• [WHAT YOU WILL DO]:
Replace "vertical metal post" with "upright steel pole" in the part of the data that opens with its first line and closes with the line containing "37L174 37L174 53L181", leaving everything else unchanged. Give back only those lines, without the pictures.

Shape labeling data:
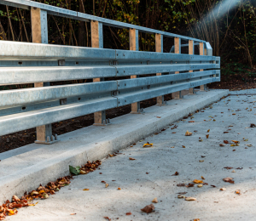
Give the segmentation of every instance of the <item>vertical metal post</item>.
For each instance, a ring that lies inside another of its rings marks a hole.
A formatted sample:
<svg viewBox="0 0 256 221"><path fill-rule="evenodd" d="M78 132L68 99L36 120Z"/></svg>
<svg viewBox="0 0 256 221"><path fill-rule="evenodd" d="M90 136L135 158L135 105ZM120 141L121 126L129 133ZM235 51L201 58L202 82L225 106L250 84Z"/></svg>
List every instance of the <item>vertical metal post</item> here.
<svg viewBox="0 0 256 221"><path fill-rule="evenodd" d="M193 55L195 54L194 52L194 41L189 40L189 54ZM192 70L189 71L189 72L193 72ZM195 89L194 88L189 88L189 94L195 94Z"/></svg>
<svg viewBox="0 0 256 221"><path fill-rule="evenodd" d="M204 43L203 42L200 42L199 43L199 51L200 51L200 55L204 55L205 54L205 48L204 48ZM201 69L200 71L204 71L203 69ZM201 91L204 91L205 90L205 87L206 85L201 85L200 86L200 90Z"/></svg>
<svg viewBox="0 0 256 221"><path fill-rule="evenodd" d="M131 51L138 51L139 50L139 41L138 41L138 30L134 28L129 29L129 42L130 42L130 50ZM131 78L137 78L138 76L132 75ZM141 114L143 111L141 110L140 102L136 102L131 105L131 114Z"/></svg>
<svg viewBox="0 0 256 221"><path fill-rule="evenodd" d="M155 34L155 52L163 53L163 35ZM157 76L161 76L161 73L156 73ZM159 96L156 98L156 105L165 105L165 98L164 96Z"/></svg>
<svg viewBox="0 0 256 221"><path fill-rule="evenodd" d="M179 37L174 37L174 53L181 54L181 39ZM175 74L179 74L179 71L175 71ZM172 99L181 99L181 91L177 91L172 94Z"/></svg>
<svg viewBox="0 0 256 221"><path fill-rule="evenodd" d="M103 48L103 26L102 22L91 20L91 47ZM102 82L104 78L93 78L94 82ZM102 110L94 113L94 125L105 126L108 121L106 119L106 110Z"/></svg>
<svg viewBox="0 0 256 221"><path fill-rule="evenodd" d="M47 11L38 8L31 8L32 36L34 43L48 43ZM34 87L49 86L49 82L37 82ZM37 144L50 144L57 140L52 135L51 124L37 128Z"/></svg>

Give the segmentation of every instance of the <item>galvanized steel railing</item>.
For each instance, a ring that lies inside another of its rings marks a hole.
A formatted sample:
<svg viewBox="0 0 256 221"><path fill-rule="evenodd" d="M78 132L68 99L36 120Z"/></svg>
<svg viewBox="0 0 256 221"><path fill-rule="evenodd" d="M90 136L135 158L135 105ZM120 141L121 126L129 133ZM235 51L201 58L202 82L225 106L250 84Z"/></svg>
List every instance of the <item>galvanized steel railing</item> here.
<svg viewBox="0 0 256 221"><path fill-rule="evenodd" d="M35 83L32 88L0 92L0 135L37 128L36 142L52 144L57 140L53 122L95 113L95 125L107 125L105 110L131 104L131 113L139 114L141 100L157 97L157 104L165 105L165 94L179 99L181 90L193 94L195 87L220 81L220 71L213 70L220 68L220 59L204 41L33 1L0 3L31 10L33 41L0 41L0 85ZM90 21L92 48L48 45L47 14ZM129 28L131 50L103 48L102 25ZM138 51L138 31L155 34L156 52ZM174 54L163 53L163 36L175 38ZM181 45L181 39L189 44ZM194 54L195 45L201 55ZM189 47L189 54L181 54L181 47ZM118 80L125 76L131 79ZM104 82L104 77L117 80ZM88 83L49 83L92 78Z"/></svg>

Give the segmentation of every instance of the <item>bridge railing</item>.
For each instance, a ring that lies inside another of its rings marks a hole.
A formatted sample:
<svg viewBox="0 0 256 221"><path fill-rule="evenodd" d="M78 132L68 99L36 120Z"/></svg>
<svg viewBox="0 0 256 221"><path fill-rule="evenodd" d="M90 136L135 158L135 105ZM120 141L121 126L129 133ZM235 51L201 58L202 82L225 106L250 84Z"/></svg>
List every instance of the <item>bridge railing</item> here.
<svg viewBox="0 0 256 221"><path fill-rule="evenodd" d="M140 114L140 101L220 81L220 58L205 41L144 28L26 0L0 3L31 10L32 43L0 41L0 85L34 83L34 88L0 91L0 136L37 128L36 143L52 144L51 123L95 113L95 125L108 125L105 110L131 104ZM48 44L47 14L91 24L91 46ZM128 28L130 51L103 48L102 26ZM155 51L138 50L138 31L155 34ZM174 37L163 53L163 37ZM181 39L189 41L181 44ZM198 45L200 54L194 54ZM181 54L189 47L189 54ZM144 76L144 75L156 76ZM139 76L143 77L138 77ZM123 76L131 79L119 80ZM104 81L111 77L115 80ZM92 82L50 86L49 82L93 79Z"/></svg>

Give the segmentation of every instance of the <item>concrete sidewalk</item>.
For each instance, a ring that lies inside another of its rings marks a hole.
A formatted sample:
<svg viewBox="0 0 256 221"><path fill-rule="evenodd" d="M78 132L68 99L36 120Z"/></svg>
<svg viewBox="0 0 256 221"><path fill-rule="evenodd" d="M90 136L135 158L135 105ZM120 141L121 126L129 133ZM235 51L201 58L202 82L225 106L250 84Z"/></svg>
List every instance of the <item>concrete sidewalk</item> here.
<svg viewBox="0 0 256 221"><path fill-rule="evenodd" d="M90 126L63 134L51 145L32 144L2 153L0 203L68 175L69 165L102 159L227 94L227 90L201 92L166 106L147 108L143 115L116 117L107 127Z"/></svg>
<svg viewBox="0 0 256 221"><path fill-rule="evenodd" d="M100 170L75 177L57 194L7 220L255 220L256 128L250 128L256 124L255 103L256 95L231 95L214 103L192 119L177 121L121 155L104 159ZM192 136L184 136L187 130ZM224 140L240 144L219 146ZM146 142L153 147L143 148ZM179 175L172 176L176 172ZM201 176L208 185L177 186ZM234 178L235 184L224 183L226 177ZM226 190L220 191L224 187ZM90 190L83 191L85 188ZM196 201L178 199L180 192ZM141 208L154 197L155 212L143 213ZM129 212L132 214L125 215Z"/></svg>

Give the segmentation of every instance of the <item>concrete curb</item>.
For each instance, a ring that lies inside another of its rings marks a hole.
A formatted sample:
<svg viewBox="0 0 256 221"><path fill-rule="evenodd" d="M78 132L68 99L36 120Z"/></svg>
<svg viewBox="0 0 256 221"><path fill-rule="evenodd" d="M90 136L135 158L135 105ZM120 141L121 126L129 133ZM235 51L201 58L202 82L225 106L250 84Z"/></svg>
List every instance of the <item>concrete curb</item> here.
<svg viewBox="0 0 256 221"><path fill-rule="evenodd" d="M67 176L69 165L102 159L228 94L228 90L201 92L166 106L147 108L145 115L116 117L107 128L90 126L63 134L61 141L49 146L32 144L0 154L0 203Z"/></svg>

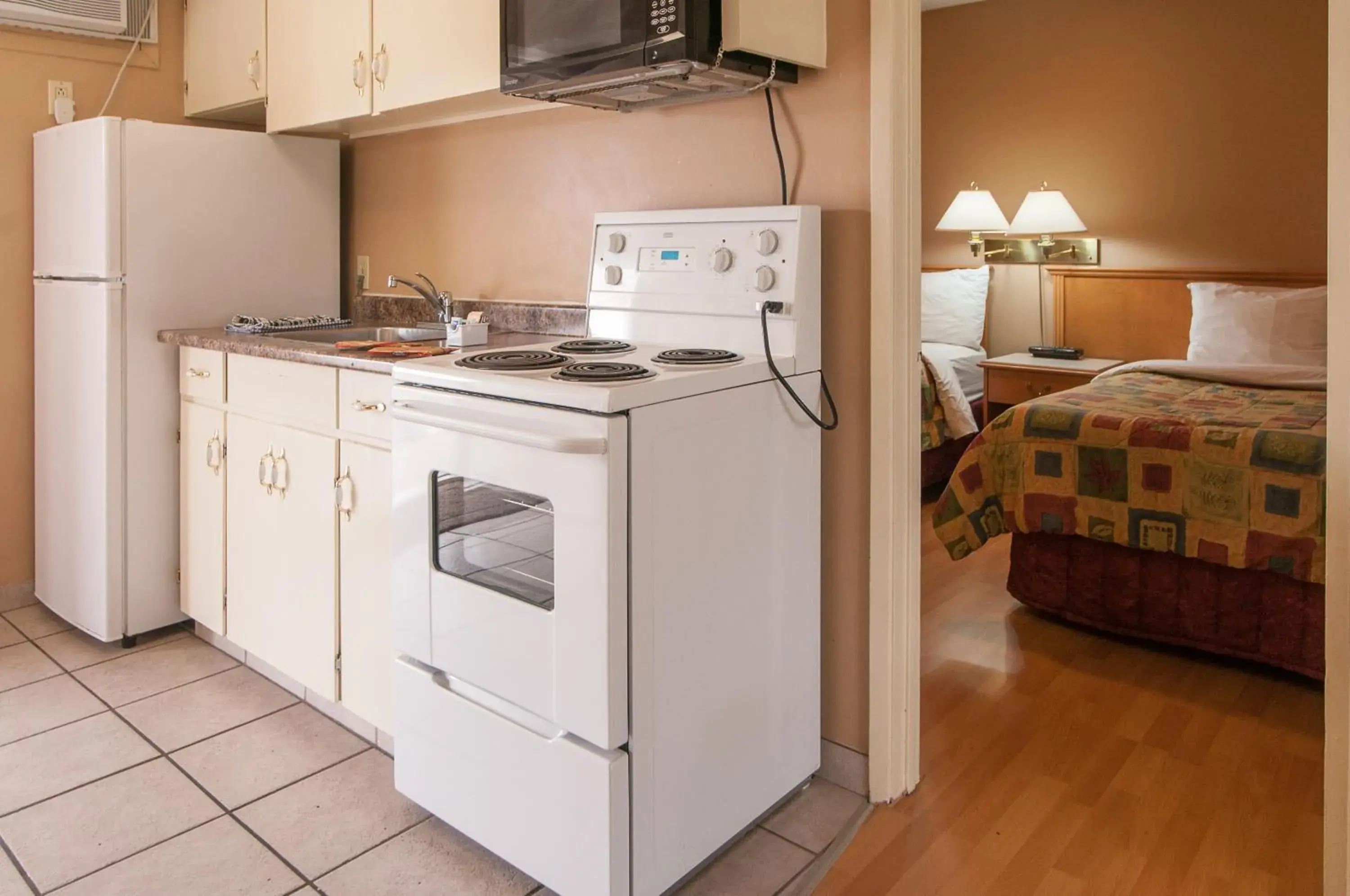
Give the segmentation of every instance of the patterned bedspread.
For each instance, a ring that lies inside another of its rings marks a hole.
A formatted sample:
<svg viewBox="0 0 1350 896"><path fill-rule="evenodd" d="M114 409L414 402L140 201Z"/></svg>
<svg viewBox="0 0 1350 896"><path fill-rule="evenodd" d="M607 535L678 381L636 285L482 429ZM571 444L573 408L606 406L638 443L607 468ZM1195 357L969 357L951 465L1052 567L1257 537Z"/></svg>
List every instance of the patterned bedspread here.
<svg viewBox="0 0 1350 896"><path fill-rule="evenodd" d="M919 451L937 448L952 439L952 430L946 425L946 412L937 397L937 382L927 362L923 362L923 420Z"/></svg>
<svg viewBox="0 0 1350 896"><path fill-rule="evenodd" d="M1004 532L1077 534L1324 582L1326 393L1130 372L1018 405L933 514L961 559Z"/></svg>

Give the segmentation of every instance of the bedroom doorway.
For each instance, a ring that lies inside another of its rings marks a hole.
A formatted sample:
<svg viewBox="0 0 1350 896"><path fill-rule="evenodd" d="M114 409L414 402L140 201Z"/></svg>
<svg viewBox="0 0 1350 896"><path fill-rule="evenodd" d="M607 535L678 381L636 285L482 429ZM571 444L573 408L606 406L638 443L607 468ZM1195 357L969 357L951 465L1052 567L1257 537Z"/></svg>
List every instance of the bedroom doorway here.
<svg viewBox="0 0 1350 896"><path fill-rule="evenodd" d="M1003 0L986 0L990 5ZM1350 398L1346 390L1350 389L1350 352L1336 352L1335 345L1350 344L1350 302L1338 302L1336 298L1350 294L1350 260L1343 247L1350 236L1350 177L1347 177L1347 161L1350 161L1350 0L1330 0L1328 42L1328 236L1327 252L1327 282L1331 293L1328 310L1328 333L1332 351L1330 354L1330 389L1328 389L1328 443L1335 451L1328 452L1327 464L1327 513L1326 513L1326 542L1327 545L1345 545L1350 541L1350 518L1345 507L1350 506L1350 457L1346 456L1345 445L1350 445ZM919 320L919 274L925 260L922 237L925 221L922 212L922 11L918 0L873 0L873 513L872 513L872 622L871 622L871 663L872 663L872 692L871 692L871 785L873 802L890 802L899 799L905 793L911 793L919 787L922 780L919 762L921 749L927 753L933 749L950 748L953 741L952 726L942 727L941 722L933 722L923 729L921 735L921 681L927 664L937 661L932 654L925 656L921 633L927 634L923 619L923 560L932 556L945 556L945 545L936 540L925 541L923 536L930 533L929 517L925 515L919 499L919 457L911 447L919 441L919 417L922 409L922 368L914 363L918 356L921 341ZM976 78L977 81L977 78ZM973 89L973 88L972 88ZM999 109L975 103L972 109L979 113L996 116ZM987 150L988 151L988 150ZM979 174L972 174L979 177ZM946 197L950 198L950 197ZM1019 196L1010 197L1013 208ZM1091 224L1091 221L1089 221ZM1200 264L1192 264L1188 259L1177 258L1172 260L1168 277L1160 278L1150 289L1166 291L1174 287L1176 281L1187 281L1195 274ZM1276 266L1239 264L1204 264L1214 271L1230 274L1233 279L1239 275L1261 274L1262 279L1272 273L1280 271ZM1299 266L1308 270L1307 266ZM1256 269L1256 270L1254 270ZM1264 269L1264 270L1261 270ZM1295 270L1299 269L1287 269ZM1285 271L1280 271L1284 274ZM1083 278L1084 281L1087 278ZM1056 289L1077 289L1080 283L1073 283L1073 278L1054 283L1053 274L1046 274L1046 306L1056 296ZM1276 278L1272 285L1280 283ZM1068 283L1068 286L1066 286ZM1183 286L1185 283L1183 282ZM1296 285L1296 283L1284 283ZM1102 283L1092 283L1100 289ZM1091 290L1089 290L1091 291ZM1176 296L1174 291L1168 293ZM1077 296L1083 296L1079 293ZM1091 296L1088 296L1091 300ZM992 352L991 352L992 354ZM1049 463L1049 461L1046 461ZM1339 497L1339 499L1336 499ZM1004 538L1006 541L1006 538ZM987 553L990 548L984 548ZM992 556L992 555L991 555ZM1345 893L1347 887L1346 868L1346 815L1350 803L1350 781L1347 781L1347 766L1350 766L1350 569L1346 568L1346 557L1350 551L1327 551L1327 615L1326 615L1326 688L1318 702L1324 706L1326 756L1324 765L1322 757L1316 757L1319 768L1324 768L1320 824L1323 830L1310 830L1307 812L1296 812L1280 822L1284 833L1296 831L1288 841L1295 846L1307 846L1310 842L1323 841L1322 866L1324 874L1324 892ZM980 561L980 563L976 563ZM961 572L961 578L953 578L940 584L945 586L949 595L941 603L949 602L954 596L971 590L972 583L996 583L1007 573L1006 560L1002 569L998 564L984 563L980 552L965 560L968 569ZM956 568L956 567L953 567ZM1335 599L1331 599L1335 595ZM1034 619L1033 619L1034 621ZM1061 626L1061 623L1054 623ZM972 619L967 625L967 636L971 648L979 646L984 623ZM1072 627L1046 629L1046 632L1075 632ZM1021 633L1025 638L1045 637ZM1116 679L1127 679L1131 675L1138 677L1138 672L1122 671L1127 665L1127 654L1135 649L1129 642L1108 641L1110 644L1125 644L1112 648L1114 656L1106 657L1102 663L1110 667L1119 664L1112 672ZM987 644L984 667L996 665L1000 660L999 649ZM1042 656L1053 656L1056 649L1071 649L1066 644L1045 642L1040 650ZM1169 725L1174 725L1181 733L1177 734L1176 744L1187 738L1196 737L1196 730L1211 725L1210 712L1224 708L1219 706L1219 698L1210 699L1223 691L1224 687L1235 687L1227 675L1228 667L1223 663L1214 664L1218 669L1214 675L1208 671L1197 673L1193 669L1208 669L1208 665L1187 665L1185 654L1173 654L1166 650L1162 656L1170 657L1168 669L1173 673L1189 675L1193 680L1185 683L1189 688L1189 699L1195 704L1195 711L1189 718L1183 719L1183 714L1174 711L1160 711L1153 718L1149 727L1158 725L1152 738L1162 742L1172 735L1166 733ZM1008 657L1002 657L1008 659ZM1023 657L1025 659L1025 657ZM1092 667L1091 657L1084 660ZM971 664L979 667L979 663ZM1098 669L1100 671L1100 669ZM972 676L977 672L972 672ZM1116 681L1115 684L1120 684ZM1060 685L1062 687L1062 685ZM1281 691L1282 681L1277 681L1274 696L1268 695L1269 704L1284 703L1284 710L1272 712L1293 711L1307 715L1307 707L1293 707L1291 710L1289 694L1295 695L1295 703L1303 700L1305 694L1297 688ZM977 687L975 688L977 690ZM1119 691L1108 687L1096 694L1088 703L1112 700L1119 696ZM941 700L954 700L956 692L930 694L923 691L930 708L941 708ZM1251 696L1251 695L1249 695ZM1278 698L1278 699L1276 699ZM1210 699L1207 704L1206 700ZM1165 707L1166 708L1166 707ZM1204 722L1196 722L1203 717ZM932 718L932 714L929 714ZM1160 722L1161 719L1161 722ZM1285 719L1287 721L1287 719ZM936 726L937 737L932 727ZM1288 727L1288 726L1287 726ZM1187 733L1189 730L1189 733ZM945 734L944 734L945 731ZM1308 734L1307 730L1296 731ZM1030 733L1027 733L1030 735ZM1146 734L1146 733L1145 733ZM938 739L946 737L948 739ZM1139 735L1141 738L1143 734ZM1127 738L1129 739L1129 738ZM1320 738L1319 738L1320 741ZM1173 744L1173 746L1176 746ZM1179 748L1185 753L1188 748ZM1307 781L1308 762L1314 761L1308 753L1312 741L1307 737L1295 738L1289 761L1284 764L1285 773L1299 779L1299 787ZM1100 768L1110 768L1115 761L1110 756L1110 749L1102 746ZM1297 771L1295 771L1297 769ZM1291 779L1292 780L1292 779ZM932 781L937 787L946 787L950 781ZM1288 783L1288 781L1287 781ZM921 800L929 797L919 796ZM1033 799L1033 797L1026 797ZM1045 793L1040 799L1049 799ZM1125 800L1125 797L1118 797ZM1034 802L1034 800L1033 800ZM1126 800L1127 802L1127 800ZM1025 806L1025 803L1022 803ZM1314 861L1307 854L1304 864ZM844 891L840 891L844 892Z"/></svg>

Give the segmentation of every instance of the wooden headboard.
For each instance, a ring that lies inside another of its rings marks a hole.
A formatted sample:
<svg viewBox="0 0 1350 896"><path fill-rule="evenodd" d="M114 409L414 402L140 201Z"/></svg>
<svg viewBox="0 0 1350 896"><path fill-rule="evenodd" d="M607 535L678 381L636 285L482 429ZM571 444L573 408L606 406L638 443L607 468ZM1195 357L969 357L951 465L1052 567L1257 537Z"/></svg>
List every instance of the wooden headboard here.
<svg viewBox="0 0 1350 896"><path fill-rule="evenodd" d="M965 271L976 270L983 267L981 264L925 264L922 271L925 274L941 274L942 271ZM990 291L984 297L984 336L980 339L980 345L984 351L990 351L990 298L994 296L994 274L998 271L996 267L990 267Z"/></svg>
<svg viewBox="0 0 1350 896"><path fill-rule="evenodd" d="M1188 283L1322 286L1326 274L1196 269L1049 267L1054 281L1054 343L1091 358L1184 359L1191 344Z"/></svg>

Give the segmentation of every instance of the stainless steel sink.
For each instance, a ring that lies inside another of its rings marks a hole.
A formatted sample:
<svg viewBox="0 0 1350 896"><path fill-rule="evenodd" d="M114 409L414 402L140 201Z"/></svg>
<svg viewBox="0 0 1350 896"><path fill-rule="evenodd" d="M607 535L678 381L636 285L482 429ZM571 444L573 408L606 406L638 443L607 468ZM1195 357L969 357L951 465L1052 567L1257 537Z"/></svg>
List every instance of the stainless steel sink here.
<svg viewBox="0 0 1350 896"><path fill-rule="evenodd" d="M421 343L444 340L444 328L429 327L347 327L344 329L296 329L288 333L273 333L278 339L296 339L302 343Z"/></svg>

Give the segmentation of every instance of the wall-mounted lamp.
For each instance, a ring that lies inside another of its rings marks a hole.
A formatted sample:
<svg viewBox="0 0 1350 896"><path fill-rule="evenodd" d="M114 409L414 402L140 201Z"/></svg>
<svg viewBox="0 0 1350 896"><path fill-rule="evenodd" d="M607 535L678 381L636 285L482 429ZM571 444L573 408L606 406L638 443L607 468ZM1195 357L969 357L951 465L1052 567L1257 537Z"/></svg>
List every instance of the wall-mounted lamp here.
<svg viewBox="0 0 1350 896"><path fill-rule="evenodd" d="M1008 219L994 200L994 194L981 190L979 184L971 181L971 189L961 190L952 200L946 215L937 223L937 229L968 231L971 254L979 256L984 248L984 233L1007 233Z"/></svg>
<svg viewBox="0 0 1350 896"><path fill-rule="evenodd" d="M987 240L984 259L1000 264L1098 264L1102 240L1056 239L1056 233L1083 233L1087 225L1060 190L1041 184L1026 194L1008 225L1008 233L1038 233L1040 239Z"/></svg>

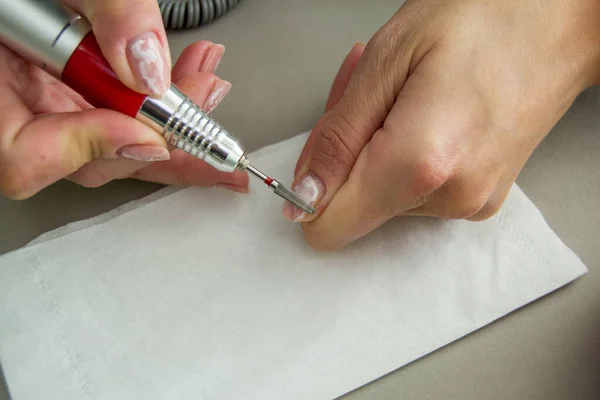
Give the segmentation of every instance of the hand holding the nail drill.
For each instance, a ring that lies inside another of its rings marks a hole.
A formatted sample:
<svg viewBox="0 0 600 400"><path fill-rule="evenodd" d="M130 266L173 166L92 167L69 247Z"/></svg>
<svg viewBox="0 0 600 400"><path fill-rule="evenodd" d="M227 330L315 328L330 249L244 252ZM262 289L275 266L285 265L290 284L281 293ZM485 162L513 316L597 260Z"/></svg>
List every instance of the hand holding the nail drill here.
<svg viewBox="0 0 600 400"><path fill-rule="evenodd" d="M174 81L205 111L231 85L215 70L224 48L208 41L189 46L171 69L156 0L68 0L92 23L102 53L131 89L159 97ZM68 178L86 187L120 178L245 192L245 173L213 169L141 122L93 109L81 96L0 45L0 193L30 197ZM160 162L156 162L160 161Z"/></svg>
<svg viewBox="0 0 600 400"><path fill-rule="evenodd" d="M397 216L487 219L599 73L597 0L407 0L347 56L300 155L316 213L283 213L318 250Z"/></svg>

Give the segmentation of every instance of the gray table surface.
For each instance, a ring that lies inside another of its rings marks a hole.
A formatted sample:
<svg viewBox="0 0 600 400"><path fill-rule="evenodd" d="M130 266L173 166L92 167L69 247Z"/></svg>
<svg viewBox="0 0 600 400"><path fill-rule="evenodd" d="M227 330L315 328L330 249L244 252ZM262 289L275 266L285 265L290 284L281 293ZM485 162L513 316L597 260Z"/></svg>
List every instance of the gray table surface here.
<svg viewBox="0 0 600 400"><path fill-rule="evenodd" d="M254 150L312 127L348 49L367 41L399 4L245 0L209 27L171 33L173 57L199 39L226 46L219 74L233 90L215 116ZM345 399L600 398L598 127L600 91L593 89L580 96L518 178L590 272ZM157 188L127 180L93 190L60 182L26 201L0 198L0 253ZM0 400L6 398L0 384Z"/></svg>

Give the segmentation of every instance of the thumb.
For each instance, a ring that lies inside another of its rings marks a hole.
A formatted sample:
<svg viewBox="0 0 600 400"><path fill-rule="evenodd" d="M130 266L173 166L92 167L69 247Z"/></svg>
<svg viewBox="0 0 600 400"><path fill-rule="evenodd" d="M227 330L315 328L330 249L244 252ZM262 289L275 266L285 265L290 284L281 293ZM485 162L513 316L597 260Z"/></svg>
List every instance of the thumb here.
<svg viewBox="0 0 600 400"><path fill-rule="evenodd" d="M160 97L171 84L171 56L156 0L67 0L92 24L102 54L119 80Z"/></svg>
<svg viewBox="0 0 600 400"><path fill-rule="evenodd" d="M310 222L324 211L394 105L400 83L407 74L402 66L408 62L397 57L388 59L387 54L410 52L392 52L384 29L367 44L345 90L338 91L333 101L330 99L331 109L317 122L307 140L298 160L292 190L316 211L308 215L285 203L283 215L291 221ZM352 58L347 58L346 63L352 62Z"/></svg>
<svg viewBox="0 0 600 400"><path fill-rule="evenodd" d="M0 192L13 199L31 197L97 158L143 153L169 159L160 135L108 110L46 115L17 129L0 128Z"/></svg>

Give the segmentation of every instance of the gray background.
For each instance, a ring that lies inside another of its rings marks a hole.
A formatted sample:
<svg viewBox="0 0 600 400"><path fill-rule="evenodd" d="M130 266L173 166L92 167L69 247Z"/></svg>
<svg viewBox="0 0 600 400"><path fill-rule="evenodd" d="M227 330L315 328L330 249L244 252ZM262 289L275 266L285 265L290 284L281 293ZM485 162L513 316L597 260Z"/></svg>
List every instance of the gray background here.
<svg viewBox="0 0 600 400"><path fill-rule="evenodd" d="M255 150L312 127L347 51L368 41L399 4L245 0L207 28L171 33L172 52L176 58L199 39L226 46L219 75L233 90L214 115ZM580 96L518 178L589 274L345 399L600 398L598 126L594 89ZM60 182L26 201L0 198L0 253L157 188L119 181L92 190Z"/></svg>

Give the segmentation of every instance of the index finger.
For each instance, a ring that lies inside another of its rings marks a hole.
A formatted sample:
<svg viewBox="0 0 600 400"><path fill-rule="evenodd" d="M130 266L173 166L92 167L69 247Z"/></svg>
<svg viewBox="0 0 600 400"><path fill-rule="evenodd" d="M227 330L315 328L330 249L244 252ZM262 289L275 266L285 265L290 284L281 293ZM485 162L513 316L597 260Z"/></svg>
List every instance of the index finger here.
<svg viewBox="0 0 600 400"><path fill-rule="evenodd" d="M171 83L171 55L156 0L65 0L92 24L102 54L119 80L160 97Z"/></svg>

• [WRITTEN REPLY]:
Give the segmentation of every instance of the <item>upright steel pole</item>.
For each instance, a ring that lies inside another of its rings marks a hole.
A formatted sample:
<svg viewBox="0 0 256 221"><path fill-rule="evenodd" d="M78 132L68 99L36 120Z"/></svg>
<svg viewBox="0 0 256 221"><path fill-rule="evenodd" d="M90 136L135 158L135 105ZM120 141L121 126L129 133ZM235 51L201 58L202 82L225 106L250 84Z"/></svg>
List every instance of the <item>upright steel pole</item> here.
<svg viewBox="0 0 256 221"><path fill-rule="evenodd" d="M193 55L195 54L194 52L194 41L189 40L189 54ZM192 70L189 71L189 72L193 72ZM195 89L194 88L189 88L189 94L195 94Z"/></svg>
<svg viewBox="0 0 256 221"><path fill-rule="evenodd" d="M204 43L203 42L200 42L199 43L199 51L200 51L200 55L204 55L205 54L205 48L204 48ZM201 69L200 71L204 71L203 69ZM201 91L204 91L205 90L205 87L206 85L201 85L200 86L200 90Z"/></svg>
<svg viewBox="0 0 256 221"><path fill-rule="evenodd" d="M131 51L138 51L139 50L139 41L138 41L138 30L134 28L129 29L129 42L130 42L130 50ZM131 78L137 78L138 76L132 75ZM141 114L143 111L141 110L140 102L136 102L131 105L131 114Z"/></svg>
<svg viewBox="0 0 256 221"><path fill-rule="evenodd" d="M155 34L155 52L163 53L163 35ZM157 76L161 76L161 73L156 73ZM159 96L156 98L156 105L165 105L165 98L164 96Z"/></svg>
<svg viewBox="0 0 256 221"><path fill-rule="evenodd" d="M179 37L174 37L174 53L181 54L181 39ZM175 74L179 74L179 71L175 71ZM172 99L181 99L181 91L177 91L172 94Z"/></svg>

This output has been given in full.